> _Excerpted passage_:
+---+
S. Jaishanakar, India’s foreign minister, will hold talks with Wang Yi, his Chinese counterpart, in Moscow just days after the countries accused each other of firing the first shots along the frontier in 45 years.

This week’s clashes were the latest sign of a breakdown of the longstanding, mutually agreed border management protocols that barred either side from using firearms as they patrolled the contested border zone in Ladakh’s inhospitable terrain.

“The situation on the border in Ladakh is on a knife’s edge and it could easily escalate into a military conflict,” said defence analyst Sushant Singh, a former army officer. “If these talks fail, the only option is for the top two leaders to talk, or the conflict to escalate.”

Tensions between the nuclear-armed neighbours have been rising since India accused China of taking positions in territory that New Delhi claimed as its own. In June, 21 Indian soldiers were killed in a high-altitude border brawl in the Galwan Valley that also claimed an unknown number of Chinese casualties.

Indian troops last week seized control of a strategic ridge, giving them a critical vantage point over a Chinese military base. Indian military analysts said Chinese troops had made several attempts to dislodge the Indian forces from their new position.

Analysts have also warned that the situation on the border was growing increasingly volatile after both sides reinforced their forward positions. They said the talks in Moscow were crucial to prevent the tensions from intensifying.

Vipin Narang, a security studies expert at MIT, said the two countries had to move to disengage militarily to avoid an inadvertent escalation.

“I don’t think that either side really wants to risk a war over these positions along the line of actual control but we now have a lot of friction points,” he said. “The problem isn’t that one side starts a war intentionally. The risk is that they stumble into war.”

But he added that expectations for the talks were muted.

“I don’t think anybody expects there to be a massive breakthrough,” he said. “The best-case scenario is that both sides walk away with a detailed framework of how to disengage.

“You’ve got to pull these forces off each other. The Chinese have taken two steps forward and want India to take one step back,” he added. “Reducing the risks of war means both sides peel off each other, and there is a buffer zone, mutually respected, and gradual withdrawal at all contested positions.”
+---+
> _Written instruction A_:
Rescale the part of the listing between the lines holding "A single point marks each instance of the reflective" and "<point>434,112</point>", inclusive, and write out only those lines, request lines included. Multiply each reported point coordinate by 0.5 and round it to a whole number, rounding halves up.
The news report and the listing come from separate, unrelated sources.

> _Materials provided_:
+---+
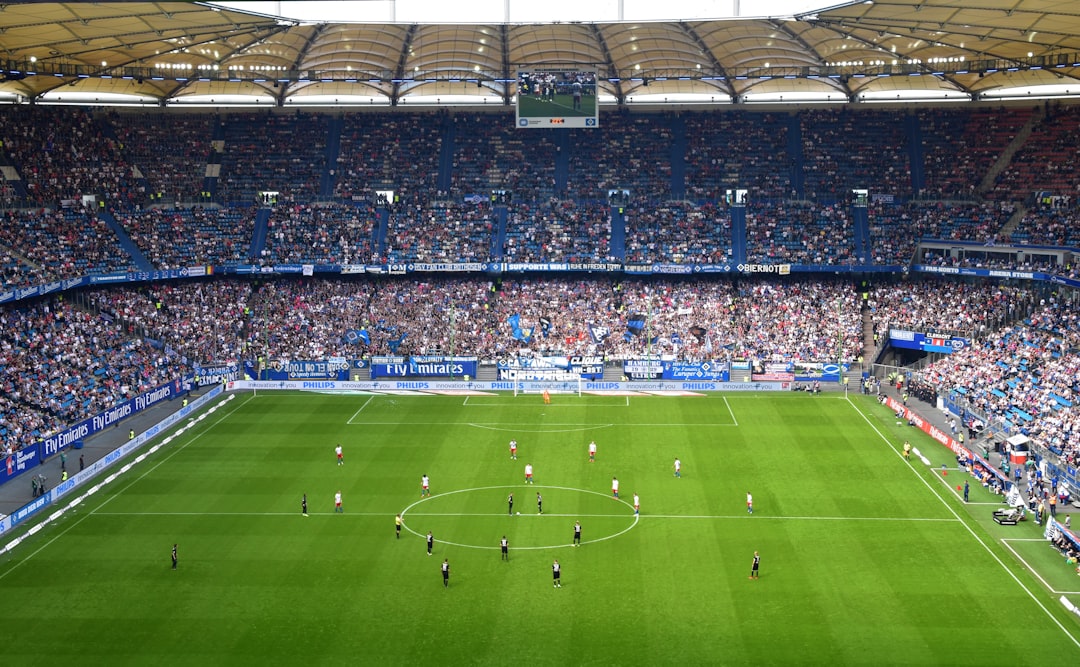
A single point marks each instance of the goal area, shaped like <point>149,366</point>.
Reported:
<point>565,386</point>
+---+
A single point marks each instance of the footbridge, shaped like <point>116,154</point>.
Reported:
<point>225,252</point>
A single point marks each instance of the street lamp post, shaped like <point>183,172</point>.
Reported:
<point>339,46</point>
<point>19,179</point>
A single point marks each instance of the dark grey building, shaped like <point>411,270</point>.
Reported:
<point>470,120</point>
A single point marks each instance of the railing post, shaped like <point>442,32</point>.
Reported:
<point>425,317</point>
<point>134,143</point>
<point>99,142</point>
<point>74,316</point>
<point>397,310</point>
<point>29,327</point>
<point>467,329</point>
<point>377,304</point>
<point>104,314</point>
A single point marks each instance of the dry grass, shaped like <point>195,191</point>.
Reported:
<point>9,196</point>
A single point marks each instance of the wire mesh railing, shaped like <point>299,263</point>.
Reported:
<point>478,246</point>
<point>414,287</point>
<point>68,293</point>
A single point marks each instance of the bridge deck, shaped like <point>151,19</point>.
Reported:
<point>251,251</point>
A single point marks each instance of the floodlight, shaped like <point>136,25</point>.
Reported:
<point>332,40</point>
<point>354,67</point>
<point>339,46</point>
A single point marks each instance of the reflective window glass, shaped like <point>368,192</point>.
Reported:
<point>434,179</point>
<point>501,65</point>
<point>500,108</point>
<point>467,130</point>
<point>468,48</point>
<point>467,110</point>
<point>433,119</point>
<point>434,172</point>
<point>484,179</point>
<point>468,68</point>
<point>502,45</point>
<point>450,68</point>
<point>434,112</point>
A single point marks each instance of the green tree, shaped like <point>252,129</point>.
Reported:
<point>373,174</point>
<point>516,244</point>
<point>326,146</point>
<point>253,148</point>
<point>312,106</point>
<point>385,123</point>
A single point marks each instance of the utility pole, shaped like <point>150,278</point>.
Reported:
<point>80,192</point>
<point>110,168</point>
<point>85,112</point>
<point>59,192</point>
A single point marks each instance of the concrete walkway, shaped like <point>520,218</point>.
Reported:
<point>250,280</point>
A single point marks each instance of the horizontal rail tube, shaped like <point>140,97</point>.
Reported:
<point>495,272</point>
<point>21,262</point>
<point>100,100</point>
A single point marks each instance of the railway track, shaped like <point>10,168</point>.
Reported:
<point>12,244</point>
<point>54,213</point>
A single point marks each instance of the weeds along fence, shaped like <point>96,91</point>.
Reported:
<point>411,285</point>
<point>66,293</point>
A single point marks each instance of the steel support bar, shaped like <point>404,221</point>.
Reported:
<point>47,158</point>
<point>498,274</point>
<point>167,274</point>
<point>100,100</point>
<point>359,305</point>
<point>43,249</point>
+---+
> _Written instruction B_:
According to the news report, how many Indian soldiers were killed in the June border brawl in the Galwan Valley?

> _Full response A_:
A single point marks each instance of the reflective window glass, shaped like <point>368,192</point>.
Reported:
<point>217,90</point>
<point>251,33</point>
<point>250,54</point>
<point>234,65</point>
<point>234,24</point>
<point>234,55</point>
<point>217,60</point>
<point>217,86</point>
<point>242,90</point>
<point>234,34</point>
<point>251,23</point>
<point>225,34</point>
<point>217,56</point>

> _Full response B_:
21